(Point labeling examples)
* * * * * * *

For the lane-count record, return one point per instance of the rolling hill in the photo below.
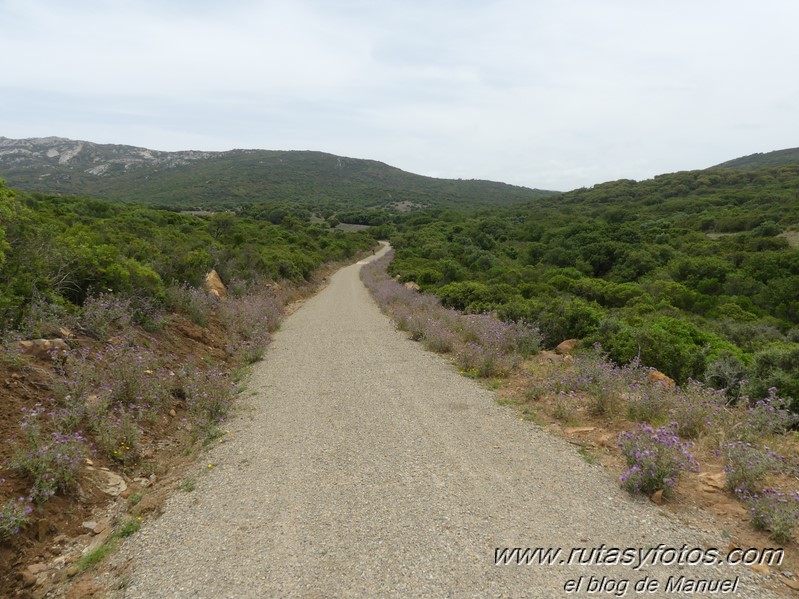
(760, 160)
(201, 180)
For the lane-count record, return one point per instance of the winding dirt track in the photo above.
(367, 467)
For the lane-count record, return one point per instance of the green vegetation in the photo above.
(56, 252)
(690, 272)
(760, 160)
(309, 181)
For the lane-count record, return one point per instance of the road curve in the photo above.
(367, 467)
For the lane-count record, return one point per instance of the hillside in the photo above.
(693, 273)
(231, 179)
(760, 160)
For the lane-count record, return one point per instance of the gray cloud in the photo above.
(545, 93)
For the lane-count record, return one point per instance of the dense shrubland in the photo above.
(121, 283)
(692, 273)
(57, 253)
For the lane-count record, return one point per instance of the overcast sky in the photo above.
(554, 94)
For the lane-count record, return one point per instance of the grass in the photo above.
(93, 558)
(589, 457)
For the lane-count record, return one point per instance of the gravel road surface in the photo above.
(364, 466)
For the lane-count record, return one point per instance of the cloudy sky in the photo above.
(553, 94)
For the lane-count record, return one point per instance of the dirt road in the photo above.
(367, 467)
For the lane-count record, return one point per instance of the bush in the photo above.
(774, 512)
(655, 459)
(103, 312)
(776, 367)
(195, 303)
(51, 462)
(747, 467)
(14, 516)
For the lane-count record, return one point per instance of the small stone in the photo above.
(578, 429)
(42, 527)
(606, 440)
(761, 569)
(101, 526)
(98, 541)
(108, 482)
(790, 583)
(655, 376)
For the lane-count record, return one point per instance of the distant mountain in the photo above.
(761, 160)
(199, 180)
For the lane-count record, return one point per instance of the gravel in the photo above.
(365, 466)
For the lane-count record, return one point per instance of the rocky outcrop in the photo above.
(655, 376)
(42, 348)
(567, 347)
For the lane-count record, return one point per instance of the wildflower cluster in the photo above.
(209, 397)
(748, 465)
(14, 515)
(775, 512)
(655, 458)
(51, 462)
(480, 344)
(104, 311)
(768, 416)
(249, 319)
(197, 304)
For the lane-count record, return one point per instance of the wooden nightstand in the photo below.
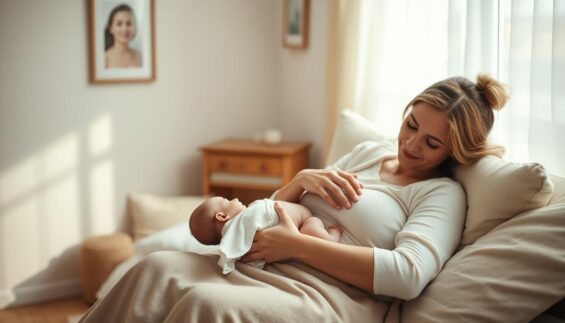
(249, 170)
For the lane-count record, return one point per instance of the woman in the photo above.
(402, 211)
(119, 31)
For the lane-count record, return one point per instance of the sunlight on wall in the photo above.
(39, 209)
(101, 219)
(101, 177)
(100, 136)
(20, 236)
(44, 198)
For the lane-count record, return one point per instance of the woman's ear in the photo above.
(222, 217)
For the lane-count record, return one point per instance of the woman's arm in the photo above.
(351, 264)
(336, 187)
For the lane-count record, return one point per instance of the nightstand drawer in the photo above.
(245, 164)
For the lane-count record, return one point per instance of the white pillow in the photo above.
(151, 213)
(498, 190)
(351, 130)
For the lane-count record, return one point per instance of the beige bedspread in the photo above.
(172, 286)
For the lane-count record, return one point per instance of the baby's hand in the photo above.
(335, 231)
(335, 227)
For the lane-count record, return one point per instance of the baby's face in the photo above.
(221, 204)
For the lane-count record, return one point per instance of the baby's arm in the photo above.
(310, 225)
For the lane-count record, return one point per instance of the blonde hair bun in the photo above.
(493, 91)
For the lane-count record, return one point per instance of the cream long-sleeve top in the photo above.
(413, 229)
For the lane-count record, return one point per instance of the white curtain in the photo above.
(405, 45)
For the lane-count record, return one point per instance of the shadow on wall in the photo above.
(49, 202)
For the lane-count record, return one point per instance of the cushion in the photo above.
(352, 129)
(511, 274)
(175, 238)
(497, 190)
(151, 213)
(98, 256)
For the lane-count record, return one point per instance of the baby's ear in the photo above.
(222, 217)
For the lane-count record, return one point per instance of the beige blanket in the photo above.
(176, 287)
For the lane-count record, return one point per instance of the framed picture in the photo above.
(122, 41)
(295, 23)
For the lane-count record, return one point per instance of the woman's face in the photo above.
(423, 139)
(122, 27)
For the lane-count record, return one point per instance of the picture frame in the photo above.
(295, 24)
(121, 41)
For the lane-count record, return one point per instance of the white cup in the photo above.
(272, 136)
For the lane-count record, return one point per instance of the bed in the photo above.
(510, 266)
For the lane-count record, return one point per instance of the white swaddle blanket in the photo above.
(237, 234)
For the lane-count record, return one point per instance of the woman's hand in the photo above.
(276, 243)
(338, 188)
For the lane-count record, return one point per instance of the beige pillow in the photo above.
(511, 274)
(151, 213)
(351, 130)
(497, 190)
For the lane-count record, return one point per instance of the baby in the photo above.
(232, 225)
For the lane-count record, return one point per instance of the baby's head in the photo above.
(208, 219)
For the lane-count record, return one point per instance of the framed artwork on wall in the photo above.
(122, 41)
(295, 23)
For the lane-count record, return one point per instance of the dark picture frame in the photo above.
(121, 41)
(295, 24)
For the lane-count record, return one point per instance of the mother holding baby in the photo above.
(401, 212)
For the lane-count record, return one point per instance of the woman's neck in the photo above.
(120, 47)
(396, 170)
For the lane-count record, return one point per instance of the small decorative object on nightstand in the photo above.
(249, 170)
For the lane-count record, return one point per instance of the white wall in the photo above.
(70, 151)
(302, 84)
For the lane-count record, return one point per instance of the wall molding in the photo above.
(37, 293)
(6, 298)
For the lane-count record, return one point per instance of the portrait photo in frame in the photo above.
(295, 23)
(122, 41)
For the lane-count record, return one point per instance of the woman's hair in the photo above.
(469, 108)
(108, 37)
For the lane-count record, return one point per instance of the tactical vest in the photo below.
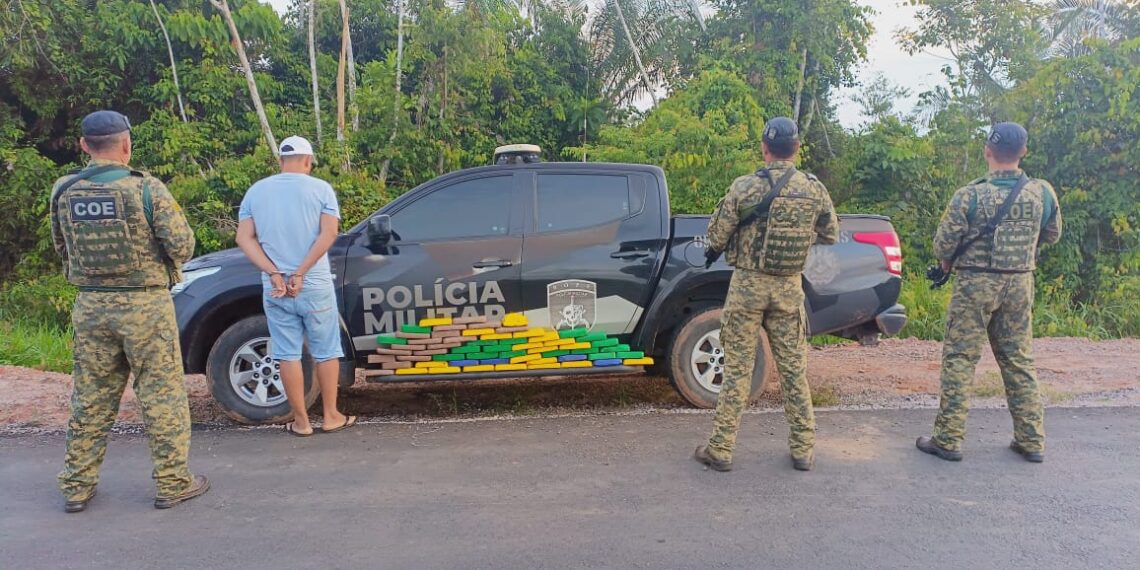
(779, 243)
(1012, 247)
(108, 236)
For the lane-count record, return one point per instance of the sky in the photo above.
(918, 73)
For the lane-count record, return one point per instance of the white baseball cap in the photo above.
(294, 146)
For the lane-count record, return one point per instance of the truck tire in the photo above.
(695, 359)
(245, 382)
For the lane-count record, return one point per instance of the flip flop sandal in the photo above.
(349, 422)
(290, 428)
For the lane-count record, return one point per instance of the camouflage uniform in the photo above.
(767, 291)
(123, 265)
(993, 299)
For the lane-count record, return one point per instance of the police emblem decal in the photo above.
(572, 303)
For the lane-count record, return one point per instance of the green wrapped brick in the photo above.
(448, 358)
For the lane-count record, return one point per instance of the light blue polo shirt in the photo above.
(286, 211)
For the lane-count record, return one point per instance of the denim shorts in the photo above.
(312, 316)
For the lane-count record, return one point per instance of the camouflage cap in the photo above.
(1008, 137)
(781, 129)
(103, 123)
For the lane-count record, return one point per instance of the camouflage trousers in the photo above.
(998, 307)
(776, 304)
(116, 334)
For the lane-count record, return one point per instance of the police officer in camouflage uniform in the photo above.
(993, 296)
(768, 250)
(123, 239)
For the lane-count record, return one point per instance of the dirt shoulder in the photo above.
(895, 374)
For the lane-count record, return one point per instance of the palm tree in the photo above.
(222, 6)
(1072, 22)
(620, 53)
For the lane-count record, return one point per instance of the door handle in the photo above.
(491, 262)
(629, 254)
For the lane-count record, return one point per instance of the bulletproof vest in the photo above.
(784, 236)
(108, 236)
(1012, 247)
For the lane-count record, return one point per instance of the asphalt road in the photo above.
(599, 491)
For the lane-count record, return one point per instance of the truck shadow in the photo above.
(510, 396)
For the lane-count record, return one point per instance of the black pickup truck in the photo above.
(532, 238)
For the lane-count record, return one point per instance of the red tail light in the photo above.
(888, 243)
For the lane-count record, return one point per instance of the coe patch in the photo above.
(94, 208)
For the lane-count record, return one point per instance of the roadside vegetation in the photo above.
(418, 88)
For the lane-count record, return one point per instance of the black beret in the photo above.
(102, 123)
(781, 129)
(1008, 137)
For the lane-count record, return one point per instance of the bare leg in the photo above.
(293, 377)
(328, 376)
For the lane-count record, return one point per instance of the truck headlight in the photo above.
(189, 277)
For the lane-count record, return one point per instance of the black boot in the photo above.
(198, 487)
(702, 456)
(1029, 456)
(78, 506)
(926, 445)
(806, 463)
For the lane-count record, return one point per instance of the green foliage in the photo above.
(33, 344)
(703, 137)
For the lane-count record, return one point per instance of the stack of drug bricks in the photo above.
(472, 344)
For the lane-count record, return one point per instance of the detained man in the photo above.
(286, 224)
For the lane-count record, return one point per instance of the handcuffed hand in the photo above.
(294, 285)
(279, 288)
(710, 257)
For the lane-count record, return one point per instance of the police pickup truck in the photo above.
(568, 244)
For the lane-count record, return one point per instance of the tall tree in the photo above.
(312, 67)
(222, 6)
(1071, 23)
(173, 65)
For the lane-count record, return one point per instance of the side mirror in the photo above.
(380, 229)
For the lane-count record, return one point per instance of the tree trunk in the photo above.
(799, 87)
(634, 50)
(398, 95)
(312, 67)
(352, 106)
(222, 6)
(173, 66)
(340, 72)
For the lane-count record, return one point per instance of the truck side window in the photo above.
(475, 208)
(568, 202)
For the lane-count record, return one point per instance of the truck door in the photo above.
(456, 251)
(592, 244)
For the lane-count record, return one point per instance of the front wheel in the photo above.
(695, 359)
(245, 381)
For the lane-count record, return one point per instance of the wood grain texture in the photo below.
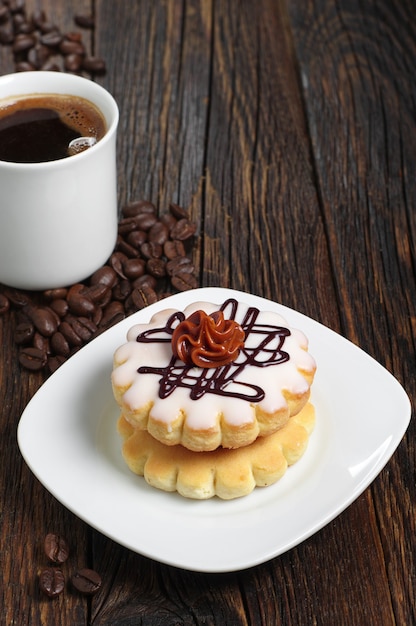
(286, 128)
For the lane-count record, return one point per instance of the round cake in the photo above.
(212, 375)
(224, 473)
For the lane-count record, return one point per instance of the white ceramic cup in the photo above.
(58, 219)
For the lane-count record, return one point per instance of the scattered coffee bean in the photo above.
(29, 35)
(84, 21)
(24, 333)
(86, 581)
(51, 581)
(54, 324)
(56, 548)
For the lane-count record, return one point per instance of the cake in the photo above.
(212, 375)
(224, 473)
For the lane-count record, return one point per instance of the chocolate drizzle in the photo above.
(266, 351)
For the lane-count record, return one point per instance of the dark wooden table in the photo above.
(288, 130)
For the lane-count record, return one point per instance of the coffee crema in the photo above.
(36, 128)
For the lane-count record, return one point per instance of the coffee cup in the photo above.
(58, 218)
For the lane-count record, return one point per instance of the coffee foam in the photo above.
(76, 112)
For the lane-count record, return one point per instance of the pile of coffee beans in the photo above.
(52, 578)
(149, 262)
(38, 44)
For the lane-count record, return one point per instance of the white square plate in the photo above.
(67, 436)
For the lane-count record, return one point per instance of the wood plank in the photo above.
(356, 69)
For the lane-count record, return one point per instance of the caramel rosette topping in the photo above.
(207, 340)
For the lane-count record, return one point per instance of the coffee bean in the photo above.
(133, 268)
(24, 333)
(32, 359)
(173, 249)
(78, 302)
(23, 42)
(59, 344)
(56, 548)
(116, 262)
(156, 267)
(44, 319)
(70, 335)
(86, 581)
(41, 343)
(151, 250)
(51, 581)
(98, 293)
(105, 276)
(145, 281)
(127, 249)
(137, 238)
(16, 297)
(6, 35)
(73, 62)
(136, 275)
(122, 290)
(83, 327)
(60, 307)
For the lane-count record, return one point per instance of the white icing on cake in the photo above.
(204, 412)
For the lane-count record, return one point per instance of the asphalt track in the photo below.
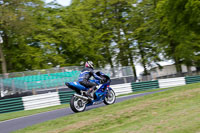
(22, 122)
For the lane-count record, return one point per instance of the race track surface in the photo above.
(22, 122)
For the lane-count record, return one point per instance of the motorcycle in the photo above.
(102, 94)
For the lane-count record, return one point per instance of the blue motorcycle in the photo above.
(103, 93)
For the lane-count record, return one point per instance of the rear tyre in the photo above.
(110, 98)
(77, 104)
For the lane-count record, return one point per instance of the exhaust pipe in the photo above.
(80, 96)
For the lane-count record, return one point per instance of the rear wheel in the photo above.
(77, 104)
(110, 98)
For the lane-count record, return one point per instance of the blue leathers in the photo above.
(85, 75)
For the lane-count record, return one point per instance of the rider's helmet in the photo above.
(89, 64)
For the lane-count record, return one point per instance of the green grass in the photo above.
(173, 111)
(143, 91)
(12, 115)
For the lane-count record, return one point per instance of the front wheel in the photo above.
(110, 98)
(77, 104)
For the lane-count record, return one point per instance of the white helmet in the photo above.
(89, 64)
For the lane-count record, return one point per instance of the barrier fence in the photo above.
(63, 97)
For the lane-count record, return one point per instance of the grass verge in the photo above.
(12, 115)
(173, 111)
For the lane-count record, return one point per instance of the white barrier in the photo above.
(122, 88)
(41, 101)
(171, 82)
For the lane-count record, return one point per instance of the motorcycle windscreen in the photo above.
(78, 86)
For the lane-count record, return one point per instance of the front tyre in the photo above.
(77, 104)
(110, 98)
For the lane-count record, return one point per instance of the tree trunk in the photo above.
(189, 71)
(3, 61)
(143, 62)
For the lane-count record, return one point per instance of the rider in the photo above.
(85, 75)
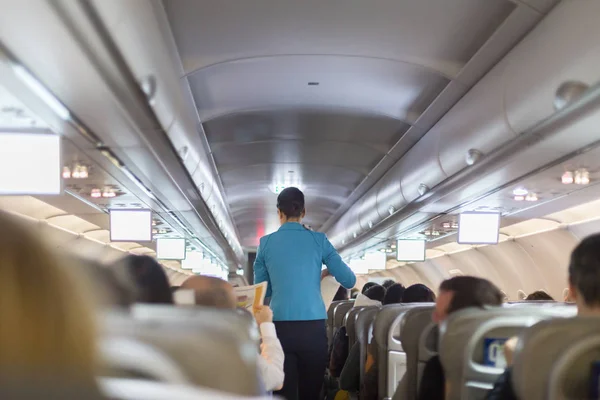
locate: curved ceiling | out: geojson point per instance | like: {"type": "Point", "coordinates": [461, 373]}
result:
{"type": "Point", "coordinates": [318, 93]}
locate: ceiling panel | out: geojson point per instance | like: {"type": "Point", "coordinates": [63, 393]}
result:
{"type": "Point", "coordinates": [316, 93]}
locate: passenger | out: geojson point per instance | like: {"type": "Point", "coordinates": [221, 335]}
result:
{"type": "Point", "coordinates": [418, 293]}
{"type": "Point", "coordinates": [151, 282]}
{"type": "Point", "coordinates": [47, 328]}
{"type": "Point", "coordinates": [387, 283]}
{"type": "Point", "coordinates": [217, 293]}
{"type": "Point", "coordinates": [455, 294]}
{"type": "Point", "coordinates": [290, 260]}
{"type": "Point", "coordinates": [350, 374]}
{"type": "Point", "coordinates": [372, 297]}
{"type": "Point", "coordinates": [341, 294]}
{"type": "Point", "coordinates": [584, 288]}
{"type": "Point", "coordinates": [539, 295]}
{"type": "Point", "coordinates": [393, 294]}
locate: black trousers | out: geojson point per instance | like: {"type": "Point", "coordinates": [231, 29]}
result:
{"type": "Point", "coordinates": [305, 346]}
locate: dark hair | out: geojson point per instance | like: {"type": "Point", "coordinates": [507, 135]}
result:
{"type": "Point", "coordinates": [584, 269]}
{"type": "Point", "coordinates": [376, 292]}
{"type": "Point", "coordinates": [367, 286]}
{"type": "Point", "coordinates": [291, 202]}
{"type": "Point", "coordinates": [393, 294]}
{"type": "Point", "coordinates": [470, 291]}
{"type": "Point", "coordinates": [150, 280]}
{"type": "Point", "coordinates": [539, 295]}
{"type": "Point", "coordinates": [418, 293]}
{"type": "Point", "coordinates": [341, 294]}
{"type": "Point", "coordinates": [388, 283]}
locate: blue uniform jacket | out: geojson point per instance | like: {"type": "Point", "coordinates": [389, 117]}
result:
{"type": "Point", "coordinates": [290, 260]}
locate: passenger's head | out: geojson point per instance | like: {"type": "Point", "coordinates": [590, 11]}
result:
{"type": "Point", "coordinates": [584, 275]}
{"type": "Point", "coordinates": [151, 282]}
{"type": "Point", "coordinates": [418, 293]}
{"type": "Point", "coordinates": [366, 287]}
{"type": "Point", "coordinates": [290, 205]}
{"type": "Point", "coordinates": [376, 292]}
{"type": "Point", "coordinates": [341, 294]}
{"type": "Point", "coordinates": [387, 283]}
{"type": "Point", "coordinates": [393, 294]}
{"type": "Point", "coordinates": [47, 325]}
{"type": "Point", "coordinates": [538, 295]}
{"type": "Point", "coordinates": [211, 292]}
{"type": "Point", "coordinates": [462, 292]}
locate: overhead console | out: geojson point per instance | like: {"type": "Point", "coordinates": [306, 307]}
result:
{"type": "Point", "coordinates": [505, 127]}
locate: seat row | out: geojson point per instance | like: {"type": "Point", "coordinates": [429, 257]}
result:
{"type": "Point", "coordinates": [553, 360]}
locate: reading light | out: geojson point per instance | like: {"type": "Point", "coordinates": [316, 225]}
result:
{"type": "Point", "coordinates": [41, 91]}
{"type": "Point", "coordinates": [520, 192]}
{"type": "Point", "coordinates": [531, 197]}
{"type": "Point", "coordinates": [567, 178]}
{"type": "Point", "coordinates": [582, 177]}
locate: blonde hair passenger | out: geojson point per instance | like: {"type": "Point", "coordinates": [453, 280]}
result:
{"type": "Point", "coordinates": [47, 326]}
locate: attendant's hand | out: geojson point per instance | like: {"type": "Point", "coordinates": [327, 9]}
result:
{"type": "Point", "coordinates": [263, 314]}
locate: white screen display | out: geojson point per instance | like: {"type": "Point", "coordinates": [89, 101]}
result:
{"type": "Point", "coordinates": [193, 260]}
{"type": "Point", "coordinates": [170, 249]}
{"type": "Point", "coordinates": [29, 164]}
{"type": "Point", "coordinates": [478, 228]}
{"type": "Point", "coordinates": [410, 250]}
{"type": "Point", "coordinates": [130, 225]}
{"type": "Point", "coordinates": [359, 266]}
{"type": "Point", "coordinates": [376, 260]}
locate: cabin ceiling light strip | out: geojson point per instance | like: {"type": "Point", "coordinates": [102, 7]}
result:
{"type": "Point", "coordinates": [42, 92]}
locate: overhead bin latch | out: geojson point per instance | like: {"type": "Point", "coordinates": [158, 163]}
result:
{"type": "Point", "coordinates": [568, 92]}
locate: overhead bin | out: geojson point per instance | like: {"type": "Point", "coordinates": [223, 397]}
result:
{"type": "Point", "coordinates": [515, 95]}
{"type": "Point", "coordinates": [142, 33]}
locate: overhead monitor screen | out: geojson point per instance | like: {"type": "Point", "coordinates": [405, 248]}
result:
{"type": "Point", "coordinates": [375, 260]}
{"type": "Point", "coordinates": [130, 225]}
{"type": "Point", "coordinates": [193, 260]}
{"type": "Point", "coordinates": [170, 249]}
{"type": "Point", "coordinates": [478, 228]}
{"type": "Point", "coordinates": [29, 164]}
{"type": "Point", "coordinates": [410, 250]}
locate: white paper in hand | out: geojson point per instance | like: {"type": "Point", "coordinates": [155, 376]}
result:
{"type": "Point", "coordinates": [329, 287]}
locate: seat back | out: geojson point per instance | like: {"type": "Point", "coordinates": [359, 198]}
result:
{"type": "Point", "coordinates": [351, 317]}
{"type": "Point", "coordinates": [364, 333]}
{"type": "Point", "coordinates": [471, 343]}
{"type": "Point", "coordinates": [340, 313]}
{"type": "Point", "coordinates": [330, 312]}
{"type": "Point", "coordinates": [208, 348]}
{"type": "Point", "coordinates": [391, 365]}
{"type": "Point", "coordinates": [555, 358]}
{"type": "Point", "coordinates": [413, 325]}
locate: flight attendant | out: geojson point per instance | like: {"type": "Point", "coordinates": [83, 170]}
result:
{"type": "Point", "coordinates": [290, 261]}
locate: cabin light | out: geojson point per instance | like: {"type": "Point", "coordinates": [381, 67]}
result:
{"type": "Point", "coordinates": [108, 193]}
{"type": "Point", "coordinates": [520, 192]}
{"type": "Point", "coordinates": [582, 177]}
{"type": "Point", "coordinates": [567, 178]}
{"type": "Point", "coordinates": [531, 197]}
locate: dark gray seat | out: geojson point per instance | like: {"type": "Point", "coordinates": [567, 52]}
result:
{"type": "Point", "coordinates": [351, 317]}
{"type": "Point", "coordinates": [386, 331]}
{"type": "Point", "coordinates": [554, 358]}
{"type": "Point", "coordinates": [462, 338]}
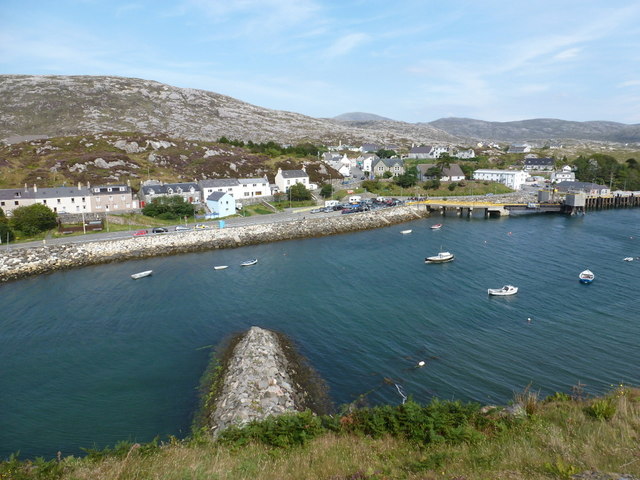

* * * * * * *

-- Problem description --
How many of the lines above contain the string "picture"? Case matters; reply with the number only.

-- Response below --
3